Human ingenuity and computer technology are creating more and more novel products and services in our digital age. Over the past decade, technological advances and computer science have ushered in an era in which we have drones that deliver pizza and robo-advisers that make investments for us.
These technological breakthroughs have, inevitably, given rise to many buzzwords. The jury is still out on one of the latest - Artificial Intelligence or AI.
Long before Artificial Intelligence became the hype that is today, computer science had advanced to create a “language” for machines to enable them to understand the meaning of words and the relationships between concepts. Indeed, Semantic Technology - which is the driving force behind these advances - has been developing for more than a decade.
Some of the largest and best-known organizations in media, scientific publishing, healthcare and digital humanities - to name just a few - have been using Ontotext’s Semantic Technology offerings for years. Both large enterprises and SMEs have been using the underlying principles of the Semantic Web and Linked Data to manage their information assets and to seamlessly integrate and cost-efficiently analyze data from proprietary datasets and from external sources.
Semantic Technology develops languages to express rich, self-describing interrelations of data in a form that machines can understand and process. Therefore, machines are not only able to index tons of data, but they are also capable of storing, managing and retrieving information based on meaning and logical relationships. Meaning and relationships in machine-readable format is what this technology is all about. Semtech products are based on universally recognized rules - a kind of a “textbook” for this language - which describe the world in which concepts exist.
Let’s take a look at one very short statement sentence and see how it can be interpreted by people and machines.
“Jon Snow is in King’s Landing.”
To the human brain, it’s immediately obvious that Jon Snow is a person, a male, and he is at some place.
To a fan of the Game of Thrones fantasy books or TV series, who has knowledge about the named entities in the statement, that place would be familiar - the capital and largest city in the Seven Kingdoms in Westeros. The fan would also know who Jon Snow is and how he is connected to the other fictional characters in the books or the TV series.
To a machine, however, it can be confusing to process this statement. Fortunately, there’s Named Entity Recognition, which recognizes sequences of words in a text that are names of people, places or companies. NER is only the beginning of the Semantic Technology process to discover relationships between concepts.

────

● **TASKS**:
1. Could you return the part of the Semantic Technology passage starting with "Let’s take a" and going on through "the TV series.", word for word?
2. Which fields does the Semantic Technology passage name as the home of organizations that have used Ontotext's Semantic Technology offerings for years?

Rows from a segmentation dataset
────

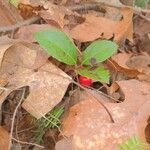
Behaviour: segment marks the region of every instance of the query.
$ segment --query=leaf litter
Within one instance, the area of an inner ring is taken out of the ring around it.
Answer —
[[[143,141],[150,139],[149,22],[140,17],[135,18],[134,21],[134,11],[123,8],[124,5],[118,0],[113,0],[111,3],[101,0],[94,2],[109,3],[122,8],[105,6],[107,12],[104,16],[100,16],[95,9],[86,11],[81,9],[81,12],[72,11],[75,8],[73,6],[66,9],[67,4],[80,5],[80,1],[62,1],[62,4],[66,5],[60,6],[43,0],[38,2],[21,0],[19,3],[22,7],[19,7],[19,11],[22,17],[28,19],[38,14],[42,21],[33,25],[20,26],[17,33],[8,33],[15,39],[5,37],[5,42],[0,39],[1,107],[6,105],[13,91],[28,86],[29,94],[23,101],[22,108],[36,118],[43,117],[60,102],[71,100],[71,96],[66,96],[65,93],[67,91],[67,94],[71,94],[73,91],[70,91],[70,86],[67,89],[72,78],[60,70],[58,65],[52,64],[48,60],[49,56],[35,44],[33,38],[35,32],[52,27],[59,28],[78,41],[81,46],[84,42],[97,39],[111,39],[123,46],[126,46],[124,42],[126,39],[134,43],[134,47],[129,47],[129,53],[121,47],[121,52],[119,51],[105,62],[111,75],[111,85],[107,85],[108,96],[121,91],[119,97],[124,97],[125,100],[114,103],[98,94],[96,90],[92,90],[94,96],[109,109],[115,123],[110,122],[106,110],[94,97],[87,95],[87,91],[81,90],[74,97],[75,100],[72,100],[73,106],[69,106],[69,111],[65,112],[60,131],[61,140],[55,141],[56,150],[117,149],[119,143],[133,135],[139,136]],[[57,2],[57,4],[61,3]],[[82,18],[82,21],[79,23],[79,18],[74,16]],[[121,19],[117,20],[118,18]],[[17,19],[20,21],[19,18]],[[4,21],[7,23],[7,20]],[[0,23],[3,25],[3,22]],[[138,52],[132,51],[133,48]],[[66,67],[64,64],[62,66]],[[118,100],[119,98],[117,102]],[[24,118],[21,121],[26,122]],[[7,147],[9,133],[3,128],[0,132],[1,135],[4,134],[4,138],[0,139],[0,146]],[[48,143],[48,140],[46,141]]]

────

● **TASK-BY-TASK SOLUTIONS**:
1.
Let’s take a look at one very short statement sentence and see how it can be interpreted by people and machines.
“Jon Snow is in King’s Landing.”
To the human brain, it’s immediately obvious that Jon Snow is a person, a male, and he is at some place.
To a fan of the Game of Thrones fantasy books or TV series, who has knowledge about the named entities in the statement, that place would be familiar - the capital and largest city in the Seven Kingdoms in Westeros. The fan would also know who Jon Snow is and how he is connected to the other fictional characters in the books or the TV series.

2. Media, scientific publishing, healthcare, and digital humanities.